* Excerpted text *
Experts, schools emphasize importance of self-care for teachers
GRAND ISLAND, Neb. (KSNB) - While Tri-City teachers gear up for the school year and find ways to help students cope during this new age of learning, a Grand Island school is making sure they take care of themselves too.
Like most area schools, things at Grand Island Central Catholic will look a bit different this year with mask requirements, social distancing measures and increased sanitation.
Jordan Engle, principal at GICC, said they don’t want teachers to get lost in all the change and neglect their mental health.
“Taking care of yourself is really difficult, especially when you really care about what you do,” Engle said. “My staff is the best of the best. They love what they do. They love these students. They want to spend their time and invest their entire being into the school, which is great, but there comes a certain point when you have to take care of yourself as well.”
Engle said self-care has become a big focus at GICC over the past year. The school will encourage staff to use sick days if they need a day to improve their mental health.
Engle said mental health is just as important as physical health, something the school will stress even more as teachers take on more responsibilities to help students get through the pandemic.
“There’s a lot of balance that has to be struck. Balance is kind of the big word: How do you balance doing a great job at school - which my staff is wonderful. They’re going to do a great job - with still being a person and finding time to take care of yourself,” Engle said.
During the virtual CHI Teacher Mental Health Assembly Tuesday, Karen Williams, a mental health therapist, discussed how teachers can incorporate self-care into their daily routines.
Williams said it all goes back to the basics: Sleep seven to nine hours each night, drink lots of water, move around, get some fresh air and journal.
“Some of this stuff takes a little bit of time to incorporate. This is not about doing it all at once, every single day,” Williams said. “Remember the word ‘livable.’ It’s got to be something that you can do in your life. Something that actually fits into your life, or you won’t do it.”
Williams also described a few breathing techniques to help ground teachers when feeling stressed. One of them is the five-five-five method - breathe in for five seconds, hold for five seconds and breathe out for five seconds. Williams said this will reconnect your heart to your brain and improve one’s state of being.
Other experts recommend teachers set boundaries for responsibilities during the day. Set times to check and respond to emails and when to meet with students and teachers.
“Life was stressful before COVID-19 and it’s even more stressful now. That’s why it’s imperative that you’re taking really good care of yourself,” Williams said.

Stored records:

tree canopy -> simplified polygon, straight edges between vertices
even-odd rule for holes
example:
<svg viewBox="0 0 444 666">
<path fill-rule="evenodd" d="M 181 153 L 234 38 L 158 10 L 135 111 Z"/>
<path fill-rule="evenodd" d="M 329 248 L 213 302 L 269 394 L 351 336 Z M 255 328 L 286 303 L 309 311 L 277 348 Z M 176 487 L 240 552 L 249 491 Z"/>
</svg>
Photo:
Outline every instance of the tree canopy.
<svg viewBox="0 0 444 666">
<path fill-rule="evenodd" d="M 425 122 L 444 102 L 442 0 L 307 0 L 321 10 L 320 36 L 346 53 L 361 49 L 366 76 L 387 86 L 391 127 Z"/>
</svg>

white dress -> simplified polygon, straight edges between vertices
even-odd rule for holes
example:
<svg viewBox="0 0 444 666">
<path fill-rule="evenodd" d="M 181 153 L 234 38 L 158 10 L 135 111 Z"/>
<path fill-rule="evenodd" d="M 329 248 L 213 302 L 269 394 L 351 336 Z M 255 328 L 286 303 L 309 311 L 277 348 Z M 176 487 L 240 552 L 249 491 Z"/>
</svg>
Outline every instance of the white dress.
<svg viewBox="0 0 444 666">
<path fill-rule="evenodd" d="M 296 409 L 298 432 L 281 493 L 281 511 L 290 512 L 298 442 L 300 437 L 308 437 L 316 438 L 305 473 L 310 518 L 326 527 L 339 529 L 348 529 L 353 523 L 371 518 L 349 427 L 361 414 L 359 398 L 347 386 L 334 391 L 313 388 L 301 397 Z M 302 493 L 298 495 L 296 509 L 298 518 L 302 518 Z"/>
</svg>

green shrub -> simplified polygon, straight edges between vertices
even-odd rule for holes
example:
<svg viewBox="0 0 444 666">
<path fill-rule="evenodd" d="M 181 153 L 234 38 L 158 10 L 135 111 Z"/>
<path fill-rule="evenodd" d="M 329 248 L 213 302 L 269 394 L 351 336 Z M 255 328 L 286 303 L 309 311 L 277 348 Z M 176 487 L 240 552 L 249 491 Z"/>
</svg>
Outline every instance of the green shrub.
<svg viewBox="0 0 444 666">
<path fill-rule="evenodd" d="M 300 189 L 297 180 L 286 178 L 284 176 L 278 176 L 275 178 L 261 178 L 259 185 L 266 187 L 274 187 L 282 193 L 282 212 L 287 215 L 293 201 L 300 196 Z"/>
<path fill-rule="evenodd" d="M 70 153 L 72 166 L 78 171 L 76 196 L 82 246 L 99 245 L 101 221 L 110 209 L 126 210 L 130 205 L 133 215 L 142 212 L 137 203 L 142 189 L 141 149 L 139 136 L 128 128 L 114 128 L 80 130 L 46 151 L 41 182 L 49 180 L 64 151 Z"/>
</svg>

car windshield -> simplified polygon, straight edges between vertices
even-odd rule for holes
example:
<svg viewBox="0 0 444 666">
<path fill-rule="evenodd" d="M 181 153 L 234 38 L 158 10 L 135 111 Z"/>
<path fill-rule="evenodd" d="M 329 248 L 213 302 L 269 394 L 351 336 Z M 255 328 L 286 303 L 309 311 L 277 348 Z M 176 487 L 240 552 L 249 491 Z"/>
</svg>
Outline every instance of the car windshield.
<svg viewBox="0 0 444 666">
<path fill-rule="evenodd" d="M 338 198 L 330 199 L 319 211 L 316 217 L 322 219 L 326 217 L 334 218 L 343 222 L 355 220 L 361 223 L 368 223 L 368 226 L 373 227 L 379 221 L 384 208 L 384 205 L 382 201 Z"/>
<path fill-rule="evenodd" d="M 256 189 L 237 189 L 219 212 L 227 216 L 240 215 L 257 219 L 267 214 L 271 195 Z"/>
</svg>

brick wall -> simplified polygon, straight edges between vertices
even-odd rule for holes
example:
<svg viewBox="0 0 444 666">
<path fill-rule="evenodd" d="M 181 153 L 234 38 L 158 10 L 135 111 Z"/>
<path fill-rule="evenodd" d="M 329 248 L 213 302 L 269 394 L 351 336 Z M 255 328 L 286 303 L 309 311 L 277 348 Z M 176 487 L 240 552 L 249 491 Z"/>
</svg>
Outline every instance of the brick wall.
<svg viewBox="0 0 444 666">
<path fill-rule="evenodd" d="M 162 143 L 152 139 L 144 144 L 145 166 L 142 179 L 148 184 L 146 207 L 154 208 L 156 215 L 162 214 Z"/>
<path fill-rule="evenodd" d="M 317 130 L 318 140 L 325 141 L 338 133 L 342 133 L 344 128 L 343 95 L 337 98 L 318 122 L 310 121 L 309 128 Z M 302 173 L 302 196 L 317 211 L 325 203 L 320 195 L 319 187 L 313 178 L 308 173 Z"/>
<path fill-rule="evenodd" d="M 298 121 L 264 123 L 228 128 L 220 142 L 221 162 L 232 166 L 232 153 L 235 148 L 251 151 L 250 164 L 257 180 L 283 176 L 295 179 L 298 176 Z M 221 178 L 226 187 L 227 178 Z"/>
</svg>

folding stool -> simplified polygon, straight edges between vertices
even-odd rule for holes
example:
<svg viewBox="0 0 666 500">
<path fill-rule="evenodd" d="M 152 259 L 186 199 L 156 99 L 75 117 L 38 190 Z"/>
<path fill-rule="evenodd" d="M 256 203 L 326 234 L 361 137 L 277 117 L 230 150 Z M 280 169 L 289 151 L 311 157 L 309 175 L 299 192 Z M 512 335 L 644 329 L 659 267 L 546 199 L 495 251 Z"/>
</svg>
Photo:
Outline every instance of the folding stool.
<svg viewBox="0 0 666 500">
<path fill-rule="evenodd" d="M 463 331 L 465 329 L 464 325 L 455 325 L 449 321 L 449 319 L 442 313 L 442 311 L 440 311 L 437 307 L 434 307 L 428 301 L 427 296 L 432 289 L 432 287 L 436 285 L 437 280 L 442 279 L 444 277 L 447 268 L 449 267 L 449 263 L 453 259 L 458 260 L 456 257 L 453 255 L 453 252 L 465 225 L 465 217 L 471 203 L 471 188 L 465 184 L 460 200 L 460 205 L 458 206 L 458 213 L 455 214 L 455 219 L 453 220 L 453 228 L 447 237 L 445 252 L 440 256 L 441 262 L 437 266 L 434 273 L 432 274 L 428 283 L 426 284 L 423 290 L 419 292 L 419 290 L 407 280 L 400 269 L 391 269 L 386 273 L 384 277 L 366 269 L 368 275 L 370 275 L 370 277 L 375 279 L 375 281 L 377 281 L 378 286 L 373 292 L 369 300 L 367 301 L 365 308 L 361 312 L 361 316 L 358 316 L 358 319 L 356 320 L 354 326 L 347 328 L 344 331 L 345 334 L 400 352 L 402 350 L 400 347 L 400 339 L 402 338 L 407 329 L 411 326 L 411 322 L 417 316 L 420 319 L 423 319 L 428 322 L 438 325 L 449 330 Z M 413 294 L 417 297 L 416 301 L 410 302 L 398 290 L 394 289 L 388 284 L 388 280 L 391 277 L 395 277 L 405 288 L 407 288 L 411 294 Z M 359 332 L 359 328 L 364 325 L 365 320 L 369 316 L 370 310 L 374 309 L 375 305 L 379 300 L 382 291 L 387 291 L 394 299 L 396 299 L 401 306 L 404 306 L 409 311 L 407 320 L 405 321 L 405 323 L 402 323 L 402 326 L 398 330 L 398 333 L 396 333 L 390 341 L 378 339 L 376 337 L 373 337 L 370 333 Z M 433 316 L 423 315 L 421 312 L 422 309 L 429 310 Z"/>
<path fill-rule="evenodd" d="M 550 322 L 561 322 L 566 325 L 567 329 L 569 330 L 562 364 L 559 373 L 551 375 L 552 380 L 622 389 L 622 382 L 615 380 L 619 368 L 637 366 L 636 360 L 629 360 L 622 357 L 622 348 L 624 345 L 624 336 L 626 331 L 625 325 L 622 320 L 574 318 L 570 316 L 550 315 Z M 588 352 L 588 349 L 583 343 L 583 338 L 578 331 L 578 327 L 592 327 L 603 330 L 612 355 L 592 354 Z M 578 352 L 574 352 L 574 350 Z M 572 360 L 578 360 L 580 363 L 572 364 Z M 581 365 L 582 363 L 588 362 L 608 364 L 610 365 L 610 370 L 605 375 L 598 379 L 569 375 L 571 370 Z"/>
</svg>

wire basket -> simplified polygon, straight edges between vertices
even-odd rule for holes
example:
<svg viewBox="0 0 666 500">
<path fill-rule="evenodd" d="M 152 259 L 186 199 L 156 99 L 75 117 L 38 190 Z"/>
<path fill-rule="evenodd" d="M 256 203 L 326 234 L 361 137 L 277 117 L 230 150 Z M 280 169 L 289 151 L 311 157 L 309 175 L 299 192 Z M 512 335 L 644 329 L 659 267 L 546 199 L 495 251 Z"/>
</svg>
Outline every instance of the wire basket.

* What you should do *
Please answer these questions from the teacher self-care article:
1. Who is the principal at GICC?
2. How many hours of sleep each night does Karen Williams recommend?
3. In the five-five-five method, how long is the breath held?

* Result for this exercise *
1. Jordan Engle
2. Seven to nine hours
3. Five seconds